§ **Direction**: Reproduce the stretch of lines from the start through the line containing "POLYGON ((28 557, 36", including the requests. Shift every coordinate in the answer outlines up by 17, and leave the requests and their sample polygons unchanged.

§ **Data shown**:
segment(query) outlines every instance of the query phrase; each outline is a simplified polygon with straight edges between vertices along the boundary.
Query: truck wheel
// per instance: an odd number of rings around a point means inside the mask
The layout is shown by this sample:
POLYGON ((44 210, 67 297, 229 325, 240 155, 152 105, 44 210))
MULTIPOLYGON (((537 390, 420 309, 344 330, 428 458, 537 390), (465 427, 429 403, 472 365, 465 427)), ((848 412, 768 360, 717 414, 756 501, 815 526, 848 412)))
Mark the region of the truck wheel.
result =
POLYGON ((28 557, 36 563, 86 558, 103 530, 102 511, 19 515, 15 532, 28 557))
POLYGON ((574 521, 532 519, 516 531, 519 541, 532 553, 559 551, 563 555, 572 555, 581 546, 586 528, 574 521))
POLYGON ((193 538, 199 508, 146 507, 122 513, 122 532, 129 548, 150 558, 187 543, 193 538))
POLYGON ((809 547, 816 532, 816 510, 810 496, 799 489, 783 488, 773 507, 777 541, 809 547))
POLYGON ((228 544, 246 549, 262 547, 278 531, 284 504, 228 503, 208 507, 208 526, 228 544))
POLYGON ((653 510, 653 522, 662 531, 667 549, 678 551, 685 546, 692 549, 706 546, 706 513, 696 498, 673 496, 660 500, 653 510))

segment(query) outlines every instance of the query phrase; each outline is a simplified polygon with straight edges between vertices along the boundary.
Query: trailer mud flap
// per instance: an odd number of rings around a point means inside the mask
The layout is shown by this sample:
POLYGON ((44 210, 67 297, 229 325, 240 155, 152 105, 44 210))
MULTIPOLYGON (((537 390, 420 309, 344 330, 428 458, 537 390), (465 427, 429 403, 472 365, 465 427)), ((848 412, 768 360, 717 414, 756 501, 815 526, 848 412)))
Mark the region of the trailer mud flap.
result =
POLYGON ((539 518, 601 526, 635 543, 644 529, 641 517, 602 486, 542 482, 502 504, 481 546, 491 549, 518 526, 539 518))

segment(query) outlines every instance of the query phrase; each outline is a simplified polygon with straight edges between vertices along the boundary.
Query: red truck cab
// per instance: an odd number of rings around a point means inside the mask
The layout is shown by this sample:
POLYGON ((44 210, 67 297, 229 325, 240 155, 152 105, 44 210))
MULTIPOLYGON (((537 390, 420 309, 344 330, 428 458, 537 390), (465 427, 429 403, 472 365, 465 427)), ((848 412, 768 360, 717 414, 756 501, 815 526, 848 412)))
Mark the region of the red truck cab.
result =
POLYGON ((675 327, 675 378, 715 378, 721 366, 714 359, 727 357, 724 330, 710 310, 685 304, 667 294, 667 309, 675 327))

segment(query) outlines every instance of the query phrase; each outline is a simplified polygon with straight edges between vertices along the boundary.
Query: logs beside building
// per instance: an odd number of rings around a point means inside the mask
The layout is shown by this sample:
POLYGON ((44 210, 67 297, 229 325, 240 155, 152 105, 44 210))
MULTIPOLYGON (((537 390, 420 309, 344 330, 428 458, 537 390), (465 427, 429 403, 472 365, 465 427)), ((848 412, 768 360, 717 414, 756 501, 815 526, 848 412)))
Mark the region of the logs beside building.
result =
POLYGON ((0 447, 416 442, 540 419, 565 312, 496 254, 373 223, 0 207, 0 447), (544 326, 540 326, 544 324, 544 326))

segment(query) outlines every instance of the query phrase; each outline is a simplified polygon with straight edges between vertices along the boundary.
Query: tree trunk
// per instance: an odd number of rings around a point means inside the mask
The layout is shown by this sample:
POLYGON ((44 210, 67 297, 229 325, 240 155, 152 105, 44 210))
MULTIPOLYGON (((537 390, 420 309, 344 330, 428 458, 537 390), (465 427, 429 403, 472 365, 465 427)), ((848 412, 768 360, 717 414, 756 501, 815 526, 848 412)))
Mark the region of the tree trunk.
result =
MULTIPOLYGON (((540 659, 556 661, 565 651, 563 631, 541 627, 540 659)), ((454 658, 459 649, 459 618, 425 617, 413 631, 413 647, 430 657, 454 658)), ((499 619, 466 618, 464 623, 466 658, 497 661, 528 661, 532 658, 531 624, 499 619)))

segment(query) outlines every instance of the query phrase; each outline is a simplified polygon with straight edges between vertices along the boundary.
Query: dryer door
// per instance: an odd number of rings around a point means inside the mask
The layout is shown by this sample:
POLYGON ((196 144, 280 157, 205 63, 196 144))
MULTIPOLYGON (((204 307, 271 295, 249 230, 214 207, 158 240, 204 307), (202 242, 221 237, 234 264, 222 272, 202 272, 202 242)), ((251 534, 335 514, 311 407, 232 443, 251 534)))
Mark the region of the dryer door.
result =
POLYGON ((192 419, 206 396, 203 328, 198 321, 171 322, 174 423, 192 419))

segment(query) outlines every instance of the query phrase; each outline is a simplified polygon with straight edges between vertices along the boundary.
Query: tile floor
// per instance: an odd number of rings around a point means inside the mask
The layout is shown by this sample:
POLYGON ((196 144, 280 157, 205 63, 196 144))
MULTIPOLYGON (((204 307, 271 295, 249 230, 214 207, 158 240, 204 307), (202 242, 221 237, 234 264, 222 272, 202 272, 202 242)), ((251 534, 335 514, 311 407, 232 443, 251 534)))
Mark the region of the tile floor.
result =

§ **Response to this task**:
segment(query) outlines every instance of the query phrase; each outline is a simplified polygon with straight edges between vertices along the boundary.
Query: truck wheel
// per instance: an odd number of rings around a point means inside the mask
The layout is shown by this sample:
POLYGON ((44 210, 67 297, 229 325, 240 155, 152 105, 44 210))
MULTIPOLYGON (((537 390, 420 309, 344 330, 428 458, 537 390), (465 427, 429 403, 472 365, 465 427)), ((848 412, 768 360, 717 414, 756 501, 815 526, 848 412)))
Mark the region of the truck wheel.
result =
POLYGON ((45 574, 53 580, 103 575, 120 547, 119 528, 36 532, 32 549, 45 574))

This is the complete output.